■ **TASK DIRECTIONS**
Please return all the items below word for word, leaving out the pictures.

(Dataset rows)
-- -- --
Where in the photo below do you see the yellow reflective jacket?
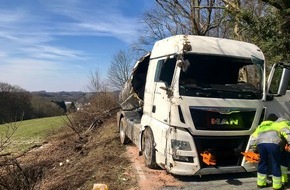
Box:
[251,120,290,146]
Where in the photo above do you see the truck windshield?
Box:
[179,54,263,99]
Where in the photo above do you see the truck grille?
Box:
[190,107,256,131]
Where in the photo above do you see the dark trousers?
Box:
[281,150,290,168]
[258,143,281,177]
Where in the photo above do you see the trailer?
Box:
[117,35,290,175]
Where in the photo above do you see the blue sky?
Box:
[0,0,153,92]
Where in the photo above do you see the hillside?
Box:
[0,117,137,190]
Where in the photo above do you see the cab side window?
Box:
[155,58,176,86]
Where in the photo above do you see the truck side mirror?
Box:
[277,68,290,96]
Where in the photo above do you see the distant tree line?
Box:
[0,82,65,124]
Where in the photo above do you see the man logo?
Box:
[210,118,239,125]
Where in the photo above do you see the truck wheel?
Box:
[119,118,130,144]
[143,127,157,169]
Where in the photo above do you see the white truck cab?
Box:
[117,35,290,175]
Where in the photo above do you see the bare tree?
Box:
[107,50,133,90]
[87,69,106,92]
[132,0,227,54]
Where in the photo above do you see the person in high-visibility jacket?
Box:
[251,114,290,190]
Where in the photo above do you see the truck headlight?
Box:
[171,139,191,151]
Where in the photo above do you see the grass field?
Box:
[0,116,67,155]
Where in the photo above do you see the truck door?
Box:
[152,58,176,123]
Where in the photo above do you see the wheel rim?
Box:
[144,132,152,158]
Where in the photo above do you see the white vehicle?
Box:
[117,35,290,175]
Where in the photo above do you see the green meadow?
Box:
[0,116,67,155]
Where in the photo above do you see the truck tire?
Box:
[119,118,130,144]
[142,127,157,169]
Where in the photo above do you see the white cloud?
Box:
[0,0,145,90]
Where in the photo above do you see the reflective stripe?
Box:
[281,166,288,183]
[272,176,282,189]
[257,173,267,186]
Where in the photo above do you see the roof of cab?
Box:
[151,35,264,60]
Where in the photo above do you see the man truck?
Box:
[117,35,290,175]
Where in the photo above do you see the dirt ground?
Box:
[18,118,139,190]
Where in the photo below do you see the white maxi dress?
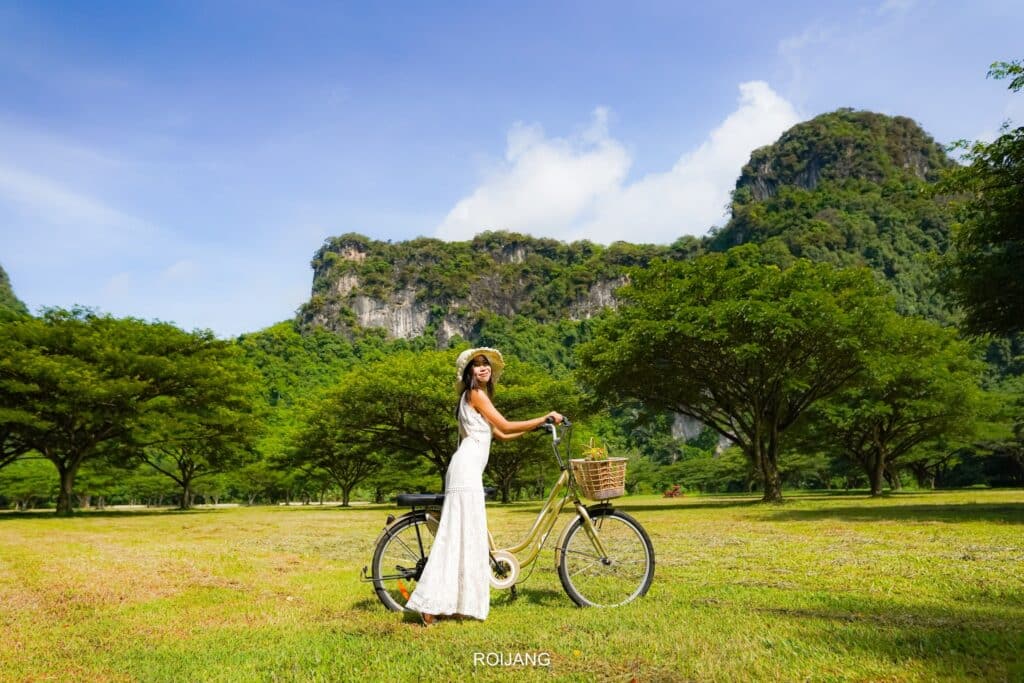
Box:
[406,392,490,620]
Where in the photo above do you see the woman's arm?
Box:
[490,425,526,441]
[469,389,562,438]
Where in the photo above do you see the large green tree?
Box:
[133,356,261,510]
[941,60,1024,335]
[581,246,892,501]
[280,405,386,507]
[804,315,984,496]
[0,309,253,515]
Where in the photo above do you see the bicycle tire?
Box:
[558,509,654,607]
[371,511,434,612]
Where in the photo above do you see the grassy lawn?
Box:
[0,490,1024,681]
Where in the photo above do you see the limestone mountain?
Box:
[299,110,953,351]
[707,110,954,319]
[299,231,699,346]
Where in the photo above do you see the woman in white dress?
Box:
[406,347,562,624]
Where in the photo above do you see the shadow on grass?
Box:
-- -- --
■ **OUTPUT OF THE EXERCISE**
Where in the photo below do you see the yellow reflective jacket?
Box:
[251,120,290,146]
Where in the photo above do you see the truck windshield?
Box:
[179,54,263,99]
Where in the photo above do you see the truck grille?
Box:
[190,107,256,131]
Where in the photo above do you see the dark trousers?
Box:
[281,150,290,168]
[258,143,281,177]
Where in the photo above do you see the trailer?
Box:
[117,35,290,175]
Where in the photo above do you see the blue sky?
Box:
[0,0,153,92]
Where in the photo above do you see the hillside?
Box:
[0,117,137,190]
Where in the photo above do you see the cab side window?
Box:
[155,58,176,86]
Where in the photo above do you see the truck side mirror?
Box:
[277,68,290,96]
Where in the photo above do you see the distant tree line?
Box:
[0,82,65,124]
Where in the photo above do you see the man logo?
Box:
[210,118,239,125]
Where in the photo above do you see the truck wheel?
Box:
[119,118,130,144]
[143,127,157,169]
Where in the photo above do you see the white truck cab?
Box:
[117,35,290,175]
Where in the photo above do you see the bare tree?
Box:
[107,50,133,90]
[87,69,106,92]
[132,0,227,54]
Where in the photo above do you see the person in high-visibility jacket?
Box:
[251,114,290,190]
Where in the photo above do you see the truck headlight?
Box:
[171,139,191,151]
Where in the photo above do you see the grass field?
Box:
[0,116,67,155]
Where in the photo above do you see the truck door?
Box:
[152,58,176,123]
Where in the photo above do you see the wheel rim?
Box:
[144,132,152,158]
Where in the photo above do you see the white vehicle?
Box:
[117,35,290,175]
Where in the photo above do you see the green meadow?
Box:
[0,116,67,155]
Where in the photo above do you see the truck tire?
Box:
[119,118,130,144]
[142,127,157,169]
Where in the photo above do you see the white cloud?
Box:
[0,0,145,90]
Where in the photo above do you see the reflective stripe?
Box:
[281,166,288,183]
[272,176,282,189]
[257,173,267,186]
Where in the photo above do you see the roof of cab?
Box:
[151,35,264,60]
Where in the photo above do you see the man truck?
Box:
[117,35,290,175]
Where in the photo above do you see the dirt ground?
Box:
[18,118,139,190]
Where in the photo below do you see the white maxi dress?
Box:
[406,392,490,620]
Where in the photo above do you see the woman's arm?
Box:
[490,425,526,441]
[469,389,562,438]
Where in the photo above do you see the large green tree?
Box:
[133,356,261,510]
[941,60,1024,335]
[581,246,892,501]
[280,405,386,507]
[804,315,984,496]
[0,309,253,515]
Where in the photo above do you see the bicycle tire?
Box:
[558,509,654,607]
[371,511,434,612]
Where in the photo above do you see the grassy lawn?
Box:
[0,490,1024,681]
Where in the photo above do you see the limestone mountain?
Box:
[299,110,953,351]
[707,110,954,319]
[299,231,699,346]
Where in the photo above do you see the woman in white dress?
Box:
[406,347,562,624]
Where in the photo above do you see the shadow on grass?
Box:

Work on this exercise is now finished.